# Schriftliche Aufgabe:
Geben Sie an, weshalb sich laut dem zitierten Text in Berlin, München und Hamburg keine hohen Renditen erzielen lassen.
---------- Zitierter Text
Berlin, München, Hamburg: In den größten deutschen Städten sind die Voraussetzungen für Kapitalanleger derzeit ähnlich positiv. Es wird erwartet, dass sich der Wohnraum weiter verteuern wird, ohne dass eine Preisblase droht. Das Manko: Hohe Renditen lassen sich nicht erzielen, denn diese Städte zählen zu den teuersten Investmentmärkten. Eine Alternative sind kleinere und mittelgroße Standorte, an den Wohnimmobilien vergleichsweise günstig erworben werden können und die hervorragende wirtschaftliche Perspektiven bieten. Repräsentativ bieten sich Baden-Baden, der Bodensee, Göttingen, Ingolstadt, Jena und Leipzig an, ohne außer Acht zu lassen, dass es viele vergleichbare Standorte in Deutschland gibt. Wie sind die Perspektiven dieser Städte und Regionen unter den Gesichtspunkten Arbeitsmarkt, Kaufkraft, Freizeitwert und Standortpolitik zu beurteilen?
--------------------
---------- Auszüge aus Datensätzen
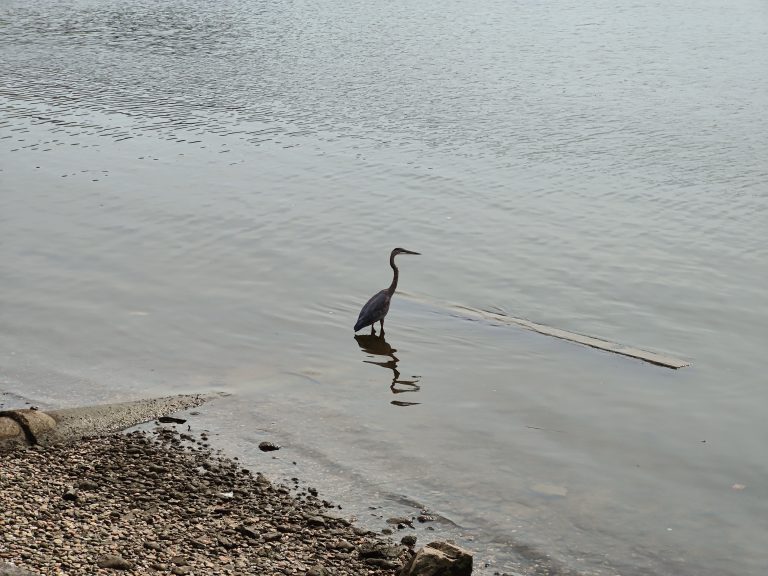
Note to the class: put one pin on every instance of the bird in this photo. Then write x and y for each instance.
(378, 306)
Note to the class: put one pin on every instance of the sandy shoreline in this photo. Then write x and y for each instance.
(157, 503)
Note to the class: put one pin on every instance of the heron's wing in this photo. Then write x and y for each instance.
(374, 310)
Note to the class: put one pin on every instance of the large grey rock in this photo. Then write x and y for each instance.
(439, 559)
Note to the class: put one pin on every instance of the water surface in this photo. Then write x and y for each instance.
(201, 196)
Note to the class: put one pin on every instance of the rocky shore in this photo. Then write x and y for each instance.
(158, 503)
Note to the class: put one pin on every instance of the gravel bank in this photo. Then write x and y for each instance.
(150, 503)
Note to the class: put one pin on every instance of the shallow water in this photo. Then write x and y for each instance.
(201, 196)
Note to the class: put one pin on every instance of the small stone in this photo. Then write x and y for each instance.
(409, 540)
(248, 531)
(171, 420)
(114, 562)
(343, 545)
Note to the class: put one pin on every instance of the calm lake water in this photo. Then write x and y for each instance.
(201, 195)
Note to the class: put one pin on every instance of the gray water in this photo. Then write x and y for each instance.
(201, 195)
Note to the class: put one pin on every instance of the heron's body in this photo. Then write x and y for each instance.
(377, 307)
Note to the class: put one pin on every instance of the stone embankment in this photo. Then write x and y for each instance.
(159, 503)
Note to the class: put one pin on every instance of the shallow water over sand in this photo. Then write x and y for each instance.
(201, 196)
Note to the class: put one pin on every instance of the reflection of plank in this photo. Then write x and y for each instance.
(645, 355)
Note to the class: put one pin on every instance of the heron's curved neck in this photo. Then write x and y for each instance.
(393, 286)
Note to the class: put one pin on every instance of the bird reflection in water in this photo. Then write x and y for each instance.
(376, 345)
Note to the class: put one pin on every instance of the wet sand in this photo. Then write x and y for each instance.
(159, 502)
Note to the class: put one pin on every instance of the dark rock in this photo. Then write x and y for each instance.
(383, 563)
(344, 545)
(409, 540)
(180, 561)
(439, 559)
(199, 543)
(171, 420)
(272, 536)
(248, 531)
(114, 562)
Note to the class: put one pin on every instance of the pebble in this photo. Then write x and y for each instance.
(147, 503)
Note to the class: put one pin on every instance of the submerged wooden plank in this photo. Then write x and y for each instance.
(639, 353)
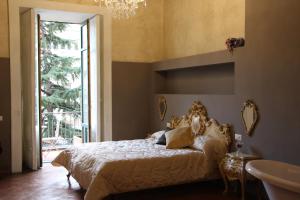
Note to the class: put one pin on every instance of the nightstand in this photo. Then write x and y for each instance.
(232, 167)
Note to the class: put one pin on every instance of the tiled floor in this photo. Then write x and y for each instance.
(50, 155)
(50, 183)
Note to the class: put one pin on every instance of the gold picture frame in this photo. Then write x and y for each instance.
(162, 107)
(250, 116)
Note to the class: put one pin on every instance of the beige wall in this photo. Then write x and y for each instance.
(201, 26)
(138, 39)
(165, 29)
(4, 50)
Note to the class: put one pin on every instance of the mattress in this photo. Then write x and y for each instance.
(121, 166)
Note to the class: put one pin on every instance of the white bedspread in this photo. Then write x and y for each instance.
(115, 167)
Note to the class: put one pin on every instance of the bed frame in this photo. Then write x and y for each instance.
(198, 109)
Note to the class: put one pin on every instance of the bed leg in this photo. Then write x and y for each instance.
(68, 175)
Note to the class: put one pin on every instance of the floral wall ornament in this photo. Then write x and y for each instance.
(249, 116)
(122, 8)
(162, 107)
(232, 43)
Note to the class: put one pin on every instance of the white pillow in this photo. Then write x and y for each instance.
(212, 147)
(157, 134)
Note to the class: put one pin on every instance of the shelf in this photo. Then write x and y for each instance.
(202, 60)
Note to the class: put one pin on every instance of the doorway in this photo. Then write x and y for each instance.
(26, 88)
(64, 86)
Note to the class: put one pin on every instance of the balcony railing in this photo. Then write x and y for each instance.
(60, 129)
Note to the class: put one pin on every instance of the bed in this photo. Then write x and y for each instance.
(121, 166)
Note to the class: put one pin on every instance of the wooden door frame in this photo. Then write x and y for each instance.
(15, 7)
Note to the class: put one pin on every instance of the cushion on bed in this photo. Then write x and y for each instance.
(157, 134)
(162, 139)
(179, 138)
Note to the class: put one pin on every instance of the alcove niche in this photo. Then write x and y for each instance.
(203, 74)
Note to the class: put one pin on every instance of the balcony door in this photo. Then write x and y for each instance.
(85, 82)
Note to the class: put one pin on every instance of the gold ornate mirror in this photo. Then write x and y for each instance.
(249, 116)
(162, 107)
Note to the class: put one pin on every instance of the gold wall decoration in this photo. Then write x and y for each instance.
(162, 107)
(249, 116)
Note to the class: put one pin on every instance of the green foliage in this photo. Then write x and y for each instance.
(58, 72)
(57, 75)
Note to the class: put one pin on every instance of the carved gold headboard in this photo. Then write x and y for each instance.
(199, 109)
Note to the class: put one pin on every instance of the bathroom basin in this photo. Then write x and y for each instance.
(281, 180)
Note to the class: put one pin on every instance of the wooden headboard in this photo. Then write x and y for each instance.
(199, 109)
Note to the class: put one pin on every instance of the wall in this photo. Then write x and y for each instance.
(267, 71)
(139, 38)
(131, 100)
(5, 112)
(201, 26)
(4, 49)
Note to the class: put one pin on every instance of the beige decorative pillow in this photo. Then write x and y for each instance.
(179, 138)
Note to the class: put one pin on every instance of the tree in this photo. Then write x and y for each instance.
(57, 74)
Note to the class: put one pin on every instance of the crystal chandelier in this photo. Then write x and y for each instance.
(122, 8)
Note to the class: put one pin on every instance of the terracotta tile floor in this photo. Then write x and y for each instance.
(50, 155)
(50, 183)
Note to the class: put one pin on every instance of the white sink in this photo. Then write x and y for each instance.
(281, 180)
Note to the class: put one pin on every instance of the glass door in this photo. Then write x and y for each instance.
(85, 82)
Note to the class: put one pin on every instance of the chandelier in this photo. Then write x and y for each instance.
(122, 8)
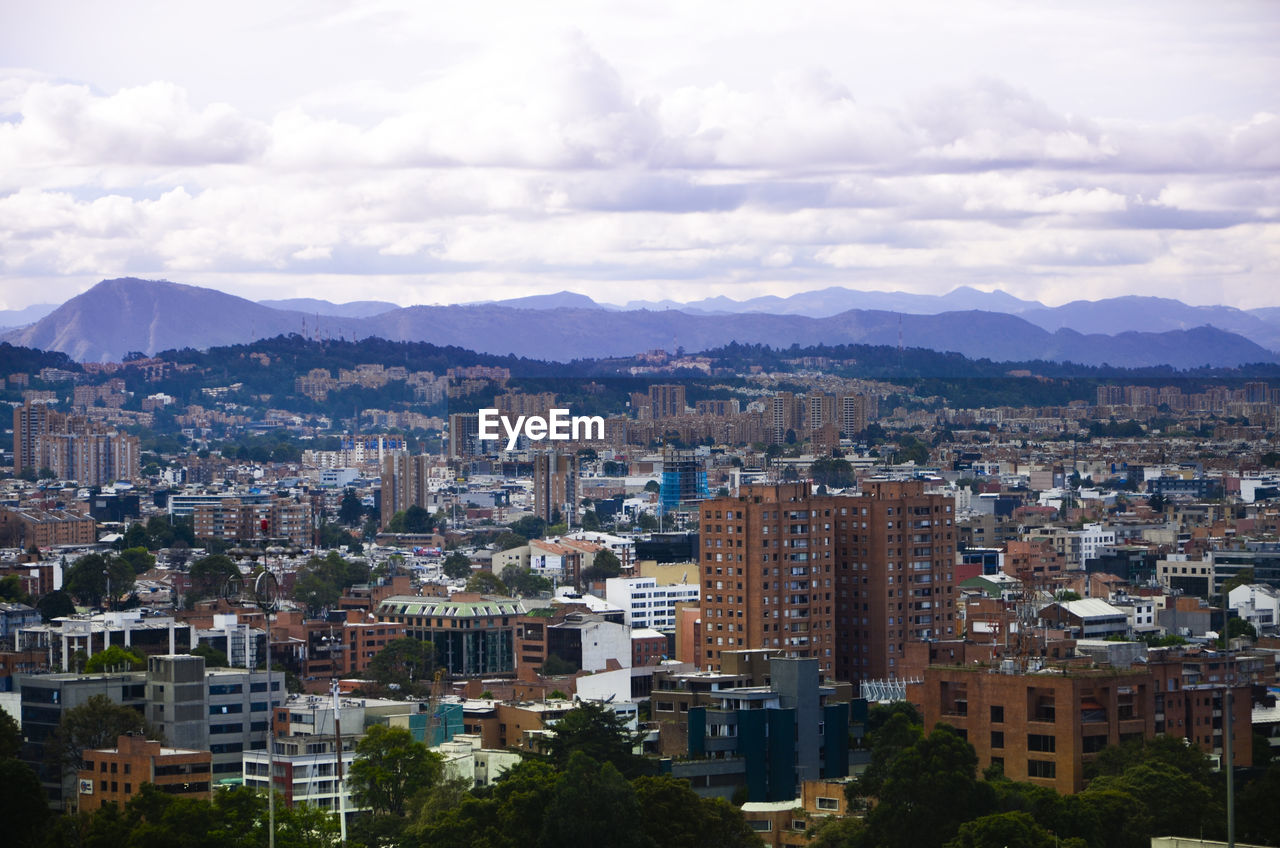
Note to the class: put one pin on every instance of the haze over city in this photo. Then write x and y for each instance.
(423, 154)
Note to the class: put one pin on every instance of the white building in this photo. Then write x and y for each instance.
(1258, 605)
(1093, 538)
(647, 603)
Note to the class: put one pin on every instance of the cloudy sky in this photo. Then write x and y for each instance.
(439, 153)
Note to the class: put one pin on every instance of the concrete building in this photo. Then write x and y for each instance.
(848, 579)
(1041, 728)
(1258, 605)
(556, 487)
(114, 775)
(21, 528)
(474, 636)
(767, 735)
(647, 603)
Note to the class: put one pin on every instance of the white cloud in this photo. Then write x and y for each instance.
(670, 155)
--------------------
# Lösung der Aufgabe:
Diese Städte zählen zu den teuersten Investmentmärkten.